Find every line in the entries below that contains the string "front", and copy each of those lines.

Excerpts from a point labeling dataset

## START

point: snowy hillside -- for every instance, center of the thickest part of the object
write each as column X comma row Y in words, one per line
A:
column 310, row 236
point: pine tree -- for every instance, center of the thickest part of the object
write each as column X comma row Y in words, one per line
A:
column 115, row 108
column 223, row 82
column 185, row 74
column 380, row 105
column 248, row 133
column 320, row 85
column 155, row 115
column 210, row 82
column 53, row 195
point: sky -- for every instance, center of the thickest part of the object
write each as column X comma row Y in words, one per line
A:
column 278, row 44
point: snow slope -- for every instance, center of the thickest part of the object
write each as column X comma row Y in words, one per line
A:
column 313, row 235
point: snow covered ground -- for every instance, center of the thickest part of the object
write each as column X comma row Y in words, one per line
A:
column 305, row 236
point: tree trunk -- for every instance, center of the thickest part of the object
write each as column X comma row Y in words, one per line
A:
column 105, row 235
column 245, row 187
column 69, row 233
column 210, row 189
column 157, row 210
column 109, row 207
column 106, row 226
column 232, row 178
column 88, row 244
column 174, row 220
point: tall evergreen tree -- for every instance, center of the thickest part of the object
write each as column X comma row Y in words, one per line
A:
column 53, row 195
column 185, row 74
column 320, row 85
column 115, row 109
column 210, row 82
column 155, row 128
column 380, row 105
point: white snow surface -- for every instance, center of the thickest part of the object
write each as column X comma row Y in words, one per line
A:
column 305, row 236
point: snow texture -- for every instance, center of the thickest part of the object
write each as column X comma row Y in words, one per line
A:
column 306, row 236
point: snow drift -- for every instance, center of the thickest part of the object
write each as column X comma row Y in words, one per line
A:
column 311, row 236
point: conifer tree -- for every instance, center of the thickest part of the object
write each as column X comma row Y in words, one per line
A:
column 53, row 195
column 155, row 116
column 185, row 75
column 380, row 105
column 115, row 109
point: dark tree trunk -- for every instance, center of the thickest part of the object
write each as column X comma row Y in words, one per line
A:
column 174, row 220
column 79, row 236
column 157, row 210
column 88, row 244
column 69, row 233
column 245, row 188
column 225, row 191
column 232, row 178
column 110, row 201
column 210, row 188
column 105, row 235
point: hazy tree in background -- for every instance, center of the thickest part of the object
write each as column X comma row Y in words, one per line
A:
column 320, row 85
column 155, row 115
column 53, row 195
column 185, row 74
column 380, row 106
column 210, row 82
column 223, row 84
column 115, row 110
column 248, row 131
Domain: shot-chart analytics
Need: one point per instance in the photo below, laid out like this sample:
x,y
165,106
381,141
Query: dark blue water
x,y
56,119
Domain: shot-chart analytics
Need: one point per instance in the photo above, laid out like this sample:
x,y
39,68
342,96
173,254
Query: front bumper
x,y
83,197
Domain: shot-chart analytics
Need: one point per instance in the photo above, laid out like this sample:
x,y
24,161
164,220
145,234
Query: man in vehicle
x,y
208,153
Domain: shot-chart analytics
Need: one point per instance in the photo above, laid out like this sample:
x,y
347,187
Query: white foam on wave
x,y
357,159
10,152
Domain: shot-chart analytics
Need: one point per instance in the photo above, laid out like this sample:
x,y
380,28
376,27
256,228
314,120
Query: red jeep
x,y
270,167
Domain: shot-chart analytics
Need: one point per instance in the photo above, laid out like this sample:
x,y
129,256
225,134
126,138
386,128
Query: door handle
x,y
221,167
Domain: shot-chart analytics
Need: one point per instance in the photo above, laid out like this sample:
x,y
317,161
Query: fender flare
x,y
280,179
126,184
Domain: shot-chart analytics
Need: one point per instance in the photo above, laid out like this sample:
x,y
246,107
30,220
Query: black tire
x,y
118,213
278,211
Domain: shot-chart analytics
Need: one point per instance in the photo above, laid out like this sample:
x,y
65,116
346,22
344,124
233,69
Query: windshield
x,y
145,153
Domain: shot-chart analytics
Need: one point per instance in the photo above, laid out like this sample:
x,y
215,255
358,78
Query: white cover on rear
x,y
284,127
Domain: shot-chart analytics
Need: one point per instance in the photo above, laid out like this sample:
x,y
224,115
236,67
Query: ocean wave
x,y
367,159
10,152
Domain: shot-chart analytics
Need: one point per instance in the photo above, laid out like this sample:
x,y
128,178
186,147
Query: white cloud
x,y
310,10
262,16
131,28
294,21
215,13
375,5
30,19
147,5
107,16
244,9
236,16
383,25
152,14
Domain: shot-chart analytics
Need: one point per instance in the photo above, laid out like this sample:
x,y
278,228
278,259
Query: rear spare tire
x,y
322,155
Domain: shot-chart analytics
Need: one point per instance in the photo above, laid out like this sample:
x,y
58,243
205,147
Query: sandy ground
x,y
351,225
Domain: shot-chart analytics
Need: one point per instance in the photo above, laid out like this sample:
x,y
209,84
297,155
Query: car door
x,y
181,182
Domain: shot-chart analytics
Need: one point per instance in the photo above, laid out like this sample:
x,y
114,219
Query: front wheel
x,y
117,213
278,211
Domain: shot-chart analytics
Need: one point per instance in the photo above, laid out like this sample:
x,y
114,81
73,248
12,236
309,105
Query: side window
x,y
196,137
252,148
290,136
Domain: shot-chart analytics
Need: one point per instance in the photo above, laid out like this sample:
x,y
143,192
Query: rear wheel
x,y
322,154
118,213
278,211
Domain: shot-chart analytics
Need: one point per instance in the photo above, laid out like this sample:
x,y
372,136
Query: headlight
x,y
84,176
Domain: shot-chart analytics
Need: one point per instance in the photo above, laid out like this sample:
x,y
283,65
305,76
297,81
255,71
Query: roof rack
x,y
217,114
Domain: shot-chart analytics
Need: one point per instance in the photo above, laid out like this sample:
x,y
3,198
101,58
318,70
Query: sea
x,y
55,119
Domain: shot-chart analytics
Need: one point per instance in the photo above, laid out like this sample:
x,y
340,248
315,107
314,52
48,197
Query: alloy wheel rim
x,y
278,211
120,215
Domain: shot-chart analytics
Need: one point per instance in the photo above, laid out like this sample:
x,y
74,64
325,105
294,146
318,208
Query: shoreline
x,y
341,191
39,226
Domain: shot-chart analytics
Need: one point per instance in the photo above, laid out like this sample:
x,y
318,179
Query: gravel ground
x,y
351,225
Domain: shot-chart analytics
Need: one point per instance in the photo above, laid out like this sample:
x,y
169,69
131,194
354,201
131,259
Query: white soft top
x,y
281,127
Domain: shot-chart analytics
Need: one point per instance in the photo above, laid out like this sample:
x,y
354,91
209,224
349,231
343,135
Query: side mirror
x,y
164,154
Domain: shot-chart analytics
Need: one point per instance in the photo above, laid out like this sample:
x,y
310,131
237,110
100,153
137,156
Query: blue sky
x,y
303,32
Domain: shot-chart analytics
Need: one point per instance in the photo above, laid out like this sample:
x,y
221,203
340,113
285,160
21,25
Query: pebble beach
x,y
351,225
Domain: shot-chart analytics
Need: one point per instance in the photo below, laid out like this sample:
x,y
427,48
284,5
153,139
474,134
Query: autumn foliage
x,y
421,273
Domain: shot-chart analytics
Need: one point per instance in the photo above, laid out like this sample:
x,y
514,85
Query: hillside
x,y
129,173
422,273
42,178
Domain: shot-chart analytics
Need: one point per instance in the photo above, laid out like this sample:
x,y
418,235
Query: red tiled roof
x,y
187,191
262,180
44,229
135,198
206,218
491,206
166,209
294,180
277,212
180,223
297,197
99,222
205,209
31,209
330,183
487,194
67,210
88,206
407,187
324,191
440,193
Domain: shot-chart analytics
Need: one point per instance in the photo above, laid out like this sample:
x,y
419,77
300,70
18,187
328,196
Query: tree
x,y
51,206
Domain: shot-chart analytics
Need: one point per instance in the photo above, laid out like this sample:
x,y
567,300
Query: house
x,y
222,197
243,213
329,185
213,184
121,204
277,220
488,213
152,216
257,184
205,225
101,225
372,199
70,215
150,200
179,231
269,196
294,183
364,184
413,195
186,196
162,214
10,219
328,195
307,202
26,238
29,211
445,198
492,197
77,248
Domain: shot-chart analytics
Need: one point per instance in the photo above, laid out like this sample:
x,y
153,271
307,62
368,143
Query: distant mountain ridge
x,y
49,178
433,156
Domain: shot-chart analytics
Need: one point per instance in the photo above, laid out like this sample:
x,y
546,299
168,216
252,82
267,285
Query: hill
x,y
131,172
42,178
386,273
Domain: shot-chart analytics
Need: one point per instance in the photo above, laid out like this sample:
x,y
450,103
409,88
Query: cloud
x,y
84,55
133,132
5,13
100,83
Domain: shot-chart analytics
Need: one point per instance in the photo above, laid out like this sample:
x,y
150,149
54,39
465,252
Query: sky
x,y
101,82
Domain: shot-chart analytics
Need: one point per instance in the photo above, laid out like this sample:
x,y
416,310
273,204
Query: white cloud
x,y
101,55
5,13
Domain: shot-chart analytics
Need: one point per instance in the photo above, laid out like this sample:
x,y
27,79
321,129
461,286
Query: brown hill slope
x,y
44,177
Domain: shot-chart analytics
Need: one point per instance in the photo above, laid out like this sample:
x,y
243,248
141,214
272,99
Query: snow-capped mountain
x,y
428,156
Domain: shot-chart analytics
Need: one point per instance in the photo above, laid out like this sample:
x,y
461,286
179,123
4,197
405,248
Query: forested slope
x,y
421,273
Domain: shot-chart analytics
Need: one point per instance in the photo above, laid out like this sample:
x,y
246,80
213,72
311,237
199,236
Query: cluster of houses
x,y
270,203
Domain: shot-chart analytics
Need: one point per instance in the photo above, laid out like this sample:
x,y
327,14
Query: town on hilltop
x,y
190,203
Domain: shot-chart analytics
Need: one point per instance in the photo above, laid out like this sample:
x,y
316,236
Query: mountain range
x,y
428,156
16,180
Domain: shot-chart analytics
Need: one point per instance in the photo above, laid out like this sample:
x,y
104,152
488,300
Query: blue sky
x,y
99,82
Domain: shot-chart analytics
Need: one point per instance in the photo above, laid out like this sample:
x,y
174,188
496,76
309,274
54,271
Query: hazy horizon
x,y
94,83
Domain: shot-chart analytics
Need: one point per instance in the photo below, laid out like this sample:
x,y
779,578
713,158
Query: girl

## END

Solution:
Query: front bumper
Query: front wheel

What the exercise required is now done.